◆ What to produce ◆
Continue the article on Bill de Blasio's election as mayor of New York from the point where it stops.

◆ Given text ◆
○ ○ ○ ○ ○ ○ ○
Bill de Blasio: A Mayor for the New Economy
After 20 years of rule by Republicans, and three terms with a businessman mayor who referred to billionaires like himself as a “godsend,” New Yorkers this Tuesday elected Bill de Blasio, a self described “unapologetic progressive” who ran on a simple message of confronting inequality.
“For all those who had their doubts about the ability of such a campaign to win a broad swath of support, just look at the numbers,” City Council member Brad Lander, a de Blasio ally, told Commonomics shortly before the election.
De Blasio promised to establish a new revolving loan fund that would free up credit for small and neighborhood businesses.
De Blasio, the city’s public advocate, defeated Joseph Lhota, a former chairman of the Metropolitan Transportation Authority, by a landslide: 73 to 24 percent. At his victory party (held, fittingly, at a Brooklyn Armory-turned-YMCA rather than a swanky Manhattan hotel), the 6’5″ Democrat stood on the stage with his multiracial family and a bevy of campaign volunteers and took aim squarely at what he’d repeatedly called “a Tale of Two New York Cities.”
“The people of New York have chosen a progressive path,” he said. “We will bring an end to inequality in this city.”
New Yorkers know what de Blasio’s talking about. Under Mayor Michael Bloomberg, the Big Apple has become a safer and more economically vibrant place, for some. New York now boasts a larger share of the world’s super-rich than any city on the planet. With help from City Hall, developers have built 40,000 new buildings and brought an affluent buzz to yet more neighborhoods, but 400,000 affordable housing units have been lost; homelessness has never been worse, and some of the city’s poorest are still in temporary housing a year after Hurricane Sandy.
○ ○ ○ ○ ○ ○ ○
◆ Data supplied ◆
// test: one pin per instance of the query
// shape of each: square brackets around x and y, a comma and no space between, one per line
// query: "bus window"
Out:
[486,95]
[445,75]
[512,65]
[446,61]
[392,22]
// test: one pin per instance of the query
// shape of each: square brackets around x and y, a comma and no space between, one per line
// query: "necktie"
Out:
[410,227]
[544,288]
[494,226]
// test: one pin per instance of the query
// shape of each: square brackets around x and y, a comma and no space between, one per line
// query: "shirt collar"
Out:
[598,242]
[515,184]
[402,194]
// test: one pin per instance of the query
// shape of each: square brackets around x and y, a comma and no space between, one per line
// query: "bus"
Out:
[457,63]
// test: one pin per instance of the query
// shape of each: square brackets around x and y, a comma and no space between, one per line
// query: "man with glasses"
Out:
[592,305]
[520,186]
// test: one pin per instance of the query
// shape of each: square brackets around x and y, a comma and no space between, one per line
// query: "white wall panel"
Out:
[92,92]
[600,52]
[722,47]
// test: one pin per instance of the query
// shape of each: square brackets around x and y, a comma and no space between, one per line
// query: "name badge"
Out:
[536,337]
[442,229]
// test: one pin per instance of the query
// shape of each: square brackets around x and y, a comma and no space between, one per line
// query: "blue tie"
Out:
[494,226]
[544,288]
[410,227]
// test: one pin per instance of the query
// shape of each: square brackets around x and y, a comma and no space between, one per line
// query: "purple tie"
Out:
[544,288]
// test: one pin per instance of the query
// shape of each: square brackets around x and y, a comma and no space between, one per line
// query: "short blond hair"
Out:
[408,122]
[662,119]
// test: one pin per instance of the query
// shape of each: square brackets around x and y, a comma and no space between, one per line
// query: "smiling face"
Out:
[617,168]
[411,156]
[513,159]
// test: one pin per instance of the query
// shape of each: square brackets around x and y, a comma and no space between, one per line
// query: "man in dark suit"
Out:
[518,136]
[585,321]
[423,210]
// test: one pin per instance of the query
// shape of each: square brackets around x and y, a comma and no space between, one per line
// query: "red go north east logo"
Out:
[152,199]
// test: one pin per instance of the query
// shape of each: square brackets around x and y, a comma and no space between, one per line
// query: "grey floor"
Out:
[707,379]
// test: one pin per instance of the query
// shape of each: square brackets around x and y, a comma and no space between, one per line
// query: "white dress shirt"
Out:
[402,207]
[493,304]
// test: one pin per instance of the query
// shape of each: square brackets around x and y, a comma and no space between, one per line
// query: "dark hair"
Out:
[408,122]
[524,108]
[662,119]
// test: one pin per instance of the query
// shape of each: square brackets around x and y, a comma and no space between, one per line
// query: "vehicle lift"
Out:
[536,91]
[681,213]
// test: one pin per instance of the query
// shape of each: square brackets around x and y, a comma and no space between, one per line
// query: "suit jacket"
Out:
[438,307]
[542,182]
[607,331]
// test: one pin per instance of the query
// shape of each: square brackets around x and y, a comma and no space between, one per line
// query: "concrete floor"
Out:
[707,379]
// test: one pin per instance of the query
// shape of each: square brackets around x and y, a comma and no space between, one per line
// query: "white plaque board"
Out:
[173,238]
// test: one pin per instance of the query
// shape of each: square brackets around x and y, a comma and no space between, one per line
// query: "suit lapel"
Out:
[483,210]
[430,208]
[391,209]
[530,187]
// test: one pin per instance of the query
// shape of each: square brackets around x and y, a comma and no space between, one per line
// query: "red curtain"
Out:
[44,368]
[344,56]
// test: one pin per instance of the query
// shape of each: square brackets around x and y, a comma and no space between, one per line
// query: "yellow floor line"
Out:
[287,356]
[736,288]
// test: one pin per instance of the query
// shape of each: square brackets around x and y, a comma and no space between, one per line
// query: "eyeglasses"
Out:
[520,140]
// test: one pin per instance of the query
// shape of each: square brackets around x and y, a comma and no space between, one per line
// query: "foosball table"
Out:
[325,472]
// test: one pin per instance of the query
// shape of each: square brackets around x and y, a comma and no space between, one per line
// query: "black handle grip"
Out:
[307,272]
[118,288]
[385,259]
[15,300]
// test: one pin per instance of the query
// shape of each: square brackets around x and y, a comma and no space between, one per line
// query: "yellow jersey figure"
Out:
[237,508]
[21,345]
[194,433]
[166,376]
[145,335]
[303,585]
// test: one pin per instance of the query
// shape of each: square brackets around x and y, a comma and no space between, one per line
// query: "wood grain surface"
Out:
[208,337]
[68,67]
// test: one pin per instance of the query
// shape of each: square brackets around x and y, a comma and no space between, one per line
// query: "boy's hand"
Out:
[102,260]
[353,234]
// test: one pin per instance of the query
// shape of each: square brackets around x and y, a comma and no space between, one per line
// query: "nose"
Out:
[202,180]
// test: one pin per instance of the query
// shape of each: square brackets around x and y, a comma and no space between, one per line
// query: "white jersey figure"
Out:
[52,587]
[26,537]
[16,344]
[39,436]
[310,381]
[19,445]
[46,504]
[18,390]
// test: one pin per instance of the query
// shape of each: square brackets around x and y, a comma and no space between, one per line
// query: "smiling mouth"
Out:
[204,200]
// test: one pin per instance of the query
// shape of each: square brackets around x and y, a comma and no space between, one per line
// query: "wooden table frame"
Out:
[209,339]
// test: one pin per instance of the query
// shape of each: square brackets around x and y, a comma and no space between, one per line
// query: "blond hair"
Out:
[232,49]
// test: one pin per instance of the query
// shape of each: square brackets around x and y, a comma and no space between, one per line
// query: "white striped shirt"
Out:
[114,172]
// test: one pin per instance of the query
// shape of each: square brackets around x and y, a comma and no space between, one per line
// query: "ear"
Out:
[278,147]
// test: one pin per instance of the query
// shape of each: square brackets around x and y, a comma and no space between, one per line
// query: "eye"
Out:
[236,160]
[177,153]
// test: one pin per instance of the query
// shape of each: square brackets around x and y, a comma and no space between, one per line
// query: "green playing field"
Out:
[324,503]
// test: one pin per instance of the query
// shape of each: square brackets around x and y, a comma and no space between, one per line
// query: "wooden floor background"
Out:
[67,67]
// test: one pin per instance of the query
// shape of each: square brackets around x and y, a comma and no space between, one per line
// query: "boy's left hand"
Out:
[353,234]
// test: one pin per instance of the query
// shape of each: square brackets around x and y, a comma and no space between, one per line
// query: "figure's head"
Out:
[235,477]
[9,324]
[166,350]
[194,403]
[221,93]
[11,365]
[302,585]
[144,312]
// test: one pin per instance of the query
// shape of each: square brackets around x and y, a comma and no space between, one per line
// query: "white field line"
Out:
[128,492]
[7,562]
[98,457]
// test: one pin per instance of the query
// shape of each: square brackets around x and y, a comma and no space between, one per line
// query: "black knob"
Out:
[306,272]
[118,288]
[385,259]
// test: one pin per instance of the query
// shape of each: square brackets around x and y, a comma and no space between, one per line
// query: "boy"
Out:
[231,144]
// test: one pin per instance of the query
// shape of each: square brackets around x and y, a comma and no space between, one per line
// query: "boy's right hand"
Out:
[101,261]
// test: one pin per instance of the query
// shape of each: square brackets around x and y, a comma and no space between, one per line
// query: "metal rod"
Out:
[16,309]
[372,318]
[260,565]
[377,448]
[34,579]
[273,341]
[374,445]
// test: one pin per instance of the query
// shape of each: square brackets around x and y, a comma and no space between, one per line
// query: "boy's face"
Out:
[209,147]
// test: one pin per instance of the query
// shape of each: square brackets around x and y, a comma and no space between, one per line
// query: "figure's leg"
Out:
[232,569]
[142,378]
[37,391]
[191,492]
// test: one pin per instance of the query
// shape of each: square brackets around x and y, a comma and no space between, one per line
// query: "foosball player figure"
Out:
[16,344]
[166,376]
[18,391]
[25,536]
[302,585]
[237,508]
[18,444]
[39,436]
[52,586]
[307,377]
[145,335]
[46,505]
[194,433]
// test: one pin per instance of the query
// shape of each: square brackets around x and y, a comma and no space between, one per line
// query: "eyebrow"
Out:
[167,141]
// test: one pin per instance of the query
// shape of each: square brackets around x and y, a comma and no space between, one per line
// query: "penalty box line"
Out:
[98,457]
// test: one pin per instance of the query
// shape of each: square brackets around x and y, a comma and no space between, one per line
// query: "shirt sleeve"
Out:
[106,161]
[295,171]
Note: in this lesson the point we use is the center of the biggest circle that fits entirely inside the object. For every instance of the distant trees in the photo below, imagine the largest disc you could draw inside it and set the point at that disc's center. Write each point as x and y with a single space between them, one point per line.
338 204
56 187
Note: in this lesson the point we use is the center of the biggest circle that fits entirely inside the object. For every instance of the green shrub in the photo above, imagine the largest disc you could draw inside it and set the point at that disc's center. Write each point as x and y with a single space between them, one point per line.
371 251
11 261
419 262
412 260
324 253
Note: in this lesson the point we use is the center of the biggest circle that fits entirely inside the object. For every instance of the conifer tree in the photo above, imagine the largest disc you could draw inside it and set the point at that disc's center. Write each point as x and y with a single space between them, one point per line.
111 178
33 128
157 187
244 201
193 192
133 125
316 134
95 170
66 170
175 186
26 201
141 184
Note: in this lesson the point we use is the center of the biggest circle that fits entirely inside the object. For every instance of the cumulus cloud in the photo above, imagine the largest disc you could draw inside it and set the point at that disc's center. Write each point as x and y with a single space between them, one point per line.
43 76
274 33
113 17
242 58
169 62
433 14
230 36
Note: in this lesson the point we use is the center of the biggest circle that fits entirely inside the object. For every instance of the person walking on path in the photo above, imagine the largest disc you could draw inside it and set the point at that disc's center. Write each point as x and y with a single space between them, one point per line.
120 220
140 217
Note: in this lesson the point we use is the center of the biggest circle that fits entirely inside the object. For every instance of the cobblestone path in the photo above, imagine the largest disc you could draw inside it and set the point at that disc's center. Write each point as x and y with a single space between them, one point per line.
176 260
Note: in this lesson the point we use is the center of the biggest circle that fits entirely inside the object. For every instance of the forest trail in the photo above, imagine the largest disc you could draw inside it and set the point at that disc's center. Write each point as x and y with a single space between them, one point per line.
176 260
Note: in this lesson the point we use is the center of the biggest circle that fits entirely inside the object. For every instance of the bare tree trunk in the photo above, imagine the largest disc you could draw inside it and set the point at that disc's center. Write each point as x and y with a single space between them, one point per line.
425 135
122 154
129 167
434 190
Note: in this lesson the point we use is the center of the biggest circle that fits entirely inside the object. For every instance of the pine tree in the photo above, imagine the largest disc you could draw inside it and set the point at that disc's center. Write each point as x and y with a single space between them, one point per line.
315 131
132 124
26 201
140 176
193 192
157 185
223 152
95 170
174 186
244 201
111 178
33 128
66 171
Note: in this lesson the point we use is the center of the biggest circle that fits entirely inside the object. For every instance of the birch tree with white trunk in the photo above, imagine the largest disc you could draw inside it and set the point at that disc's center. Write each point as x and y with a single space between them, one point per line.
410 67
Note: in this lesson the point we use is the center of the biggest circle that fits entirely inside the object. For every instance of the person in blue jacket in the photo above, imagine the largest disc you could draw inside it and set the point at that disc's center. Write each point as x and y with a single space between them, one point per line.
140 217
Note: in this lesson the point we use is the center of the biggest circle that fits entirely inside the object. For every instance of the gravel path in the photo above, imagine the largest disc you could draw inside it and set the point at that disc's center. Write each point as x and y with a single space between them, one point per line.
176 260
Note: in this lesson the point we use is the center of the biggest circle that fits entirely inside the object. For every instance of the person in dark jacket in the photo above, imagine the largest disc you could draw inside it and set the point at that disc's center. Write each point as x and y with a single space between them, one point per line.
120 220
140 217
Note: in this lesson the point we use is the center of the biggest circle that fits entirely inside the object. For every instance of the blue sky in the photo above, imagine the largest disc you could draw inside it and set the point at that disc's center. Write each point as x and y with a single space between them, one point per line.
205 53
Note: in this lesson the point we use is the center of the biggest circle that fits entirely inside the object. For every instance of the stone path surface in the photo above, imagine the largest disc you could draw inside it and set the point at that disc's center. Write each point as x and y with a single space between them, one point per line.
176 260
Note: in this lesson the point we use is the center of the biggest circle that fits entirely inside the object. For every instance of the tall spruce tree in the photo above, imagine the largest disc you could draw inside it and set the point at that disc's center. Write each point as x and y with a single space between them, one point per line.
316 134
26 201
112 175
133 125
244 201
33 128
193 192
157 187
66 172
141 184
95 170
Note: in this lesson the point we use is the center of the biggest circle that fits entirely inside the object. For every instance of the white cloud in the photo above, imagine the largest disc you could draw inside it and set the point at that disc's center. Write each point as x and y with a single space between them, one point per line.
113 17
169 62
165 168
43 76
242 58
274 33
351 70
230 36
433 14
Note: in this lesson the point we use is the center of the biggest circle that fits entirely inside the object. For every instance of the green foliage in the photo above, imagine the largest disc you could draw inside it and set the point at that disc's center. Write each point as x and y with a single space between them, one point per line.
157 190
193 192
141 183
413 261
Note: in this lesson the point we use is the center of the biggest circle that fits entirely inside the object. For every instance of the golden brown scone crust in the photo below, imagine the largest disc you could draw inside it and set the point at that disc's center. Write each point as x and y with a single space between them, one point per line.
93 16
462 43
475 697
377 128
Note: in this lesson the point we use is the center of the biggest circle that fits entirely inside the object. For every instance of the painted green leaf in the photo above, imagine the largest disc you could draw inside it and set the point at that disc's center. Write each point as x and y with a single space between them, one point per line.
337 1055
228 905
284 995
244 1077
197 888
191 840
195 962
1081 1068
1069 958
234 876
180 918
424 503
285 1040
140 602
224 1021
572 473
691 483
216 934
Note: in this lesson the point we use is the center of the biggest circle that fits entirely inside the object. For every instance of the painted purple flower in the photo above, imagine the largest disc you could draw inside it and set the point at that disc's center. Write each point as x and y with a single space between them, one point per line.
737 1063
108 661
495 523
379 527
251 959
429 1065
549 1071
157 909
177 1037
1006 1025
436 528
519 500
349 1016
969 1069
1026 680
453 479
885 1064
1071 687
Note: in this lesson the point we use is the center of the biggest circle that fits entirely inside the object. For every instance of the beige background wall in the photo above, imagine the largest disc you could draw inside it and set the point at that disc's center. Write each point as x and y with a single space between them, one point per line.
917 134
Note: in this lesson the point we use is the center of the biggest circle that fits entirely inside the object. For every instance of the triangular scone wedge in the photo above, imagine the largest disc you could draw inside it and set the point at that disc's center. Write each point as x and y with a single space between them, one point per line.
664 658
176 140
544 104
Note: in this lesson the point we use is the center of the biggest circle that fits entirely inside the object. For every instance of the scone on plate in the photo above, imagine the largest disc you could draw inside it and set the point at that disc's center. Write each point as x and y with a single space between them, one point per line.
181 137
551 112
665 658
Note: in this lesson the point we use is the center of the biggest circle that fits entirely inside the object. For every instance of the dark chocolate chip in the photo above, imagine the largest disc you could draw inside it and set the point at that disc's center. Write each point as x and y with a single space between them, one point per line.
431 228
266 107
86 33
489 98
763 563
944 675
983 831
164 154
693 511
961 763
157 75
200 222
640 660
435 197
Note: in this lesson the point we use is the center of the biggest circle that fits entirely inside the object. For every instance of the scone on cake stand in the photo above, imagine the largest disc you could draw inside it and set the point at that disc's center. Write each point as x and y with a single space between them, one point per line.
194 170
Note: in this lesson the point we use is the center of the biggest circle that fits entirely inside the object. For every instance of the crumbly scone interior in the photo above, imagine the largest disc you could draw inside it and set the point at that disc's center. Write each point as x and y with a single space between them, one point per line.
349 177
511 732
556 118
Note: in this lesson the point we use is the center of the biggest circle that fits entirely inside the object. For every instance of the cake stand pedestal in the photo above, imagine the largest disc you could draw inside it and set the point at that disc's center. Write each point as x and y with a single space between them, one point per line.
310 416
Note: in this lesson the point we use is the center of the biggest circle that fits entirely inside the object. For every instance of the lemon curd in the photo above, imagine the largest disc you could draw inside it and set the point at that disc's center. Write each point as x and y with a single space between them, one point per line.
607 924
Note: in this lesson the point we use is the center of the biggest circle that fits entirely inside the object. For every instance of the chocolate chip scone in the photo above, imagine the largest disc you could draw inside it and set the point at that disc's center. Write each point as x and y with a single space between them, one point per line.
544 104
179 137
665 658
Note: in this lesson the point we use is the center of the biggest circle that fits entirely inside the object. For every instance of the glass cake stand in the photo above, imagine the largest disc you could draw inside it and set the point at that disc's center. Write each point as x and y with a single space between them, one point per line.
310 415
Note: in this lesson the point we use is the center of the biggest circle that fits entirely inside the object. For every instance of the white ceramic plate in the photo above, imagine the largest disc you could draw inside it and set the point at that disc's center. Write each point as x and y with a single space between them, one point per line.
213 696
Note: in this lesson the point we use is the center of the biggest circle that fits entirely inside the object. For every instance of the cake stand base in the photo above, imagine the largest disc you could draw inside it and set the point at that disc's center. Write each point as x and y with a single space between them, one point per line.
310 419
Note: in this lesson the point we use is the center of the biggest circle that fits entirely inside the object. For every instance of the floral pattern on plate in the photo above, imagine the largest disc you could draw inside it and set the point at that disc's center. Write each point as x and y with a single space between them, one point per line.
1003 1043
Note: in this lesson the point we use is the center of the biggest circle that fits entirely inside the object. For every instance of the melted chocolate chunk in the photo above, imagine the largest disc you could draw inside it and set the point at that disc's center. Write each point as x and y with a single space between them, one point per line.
○ ○ ○ ○ ○ ○ ○
◆ Answer below ◆
Mayor Bloomberg banned trans-fats and workplace smoking, brought in bike lanes, and did his best to limit the sale of sugary drinks. Life expectancy is up and infant mortality down, but one in six residents is unemployed or underemployed, and a decline in crime has been accompanied by race-based police tactics that have bitterly divided the boroughs.
De Blasio’s campaign ran on two pledges: to tax those earning more than $500,000 in order to fund universal pre-kindergarten for the city’s children, and to rein in police stop-and-frisk tactics that have disproportionately targeted young black and Latino men.
His platform also included a good dose of “commonomics.” As public advocate, de Blasio supported the drive for paid sick days and a living wage in New York City. On the campaign trail, he pledged to do more to raise incomes and improve housing access for the working poor. He also talked about eliminating tax breaks for large corporations (notably including big developers) and instead creating a “Unified Development Budget” to “spread subsidies throughout the city.” He promised to establish “economic development hubs,” not just in the fashionable design and high-tech sectors, but in every sector of the economy, and to establish a new revolving loan fund that would free up credit for small and neighborhood businesses—”to fulfill the role abandoned by most banks.”
In “commonomics” terms, the most significant aspect of de Blasio’s win may be the route he took to power.
Still, it’s one thing to campaign, quite another to govern. New York Governor Andrew Cuomo has made it clear that he won’t approve de Blasio’s tax on the super-rich. Furthermore, the mayor-elect disappointed some when he announced on November 6 that one of the co-chairs of his transition team would be Carl Weisbrod, a well-connected real estate developer who ran the 42nd Street Development Corporation, which was responsible for what critics call the “Disney-fication” of the theater district. Weisbrod was also the president of Trinity Church’s real estate company, the same company that called the cops on Occupy.
“Mayor-elect @deBlasioNYC names Carl Weisbrod, real estate/planning bigwig, as co-chair of his transition team,” Left Business Observer publisher Doug Henwood wrote on Twitter after the announcement. “Status quo can smile.”
“The left-wing mouse that roared”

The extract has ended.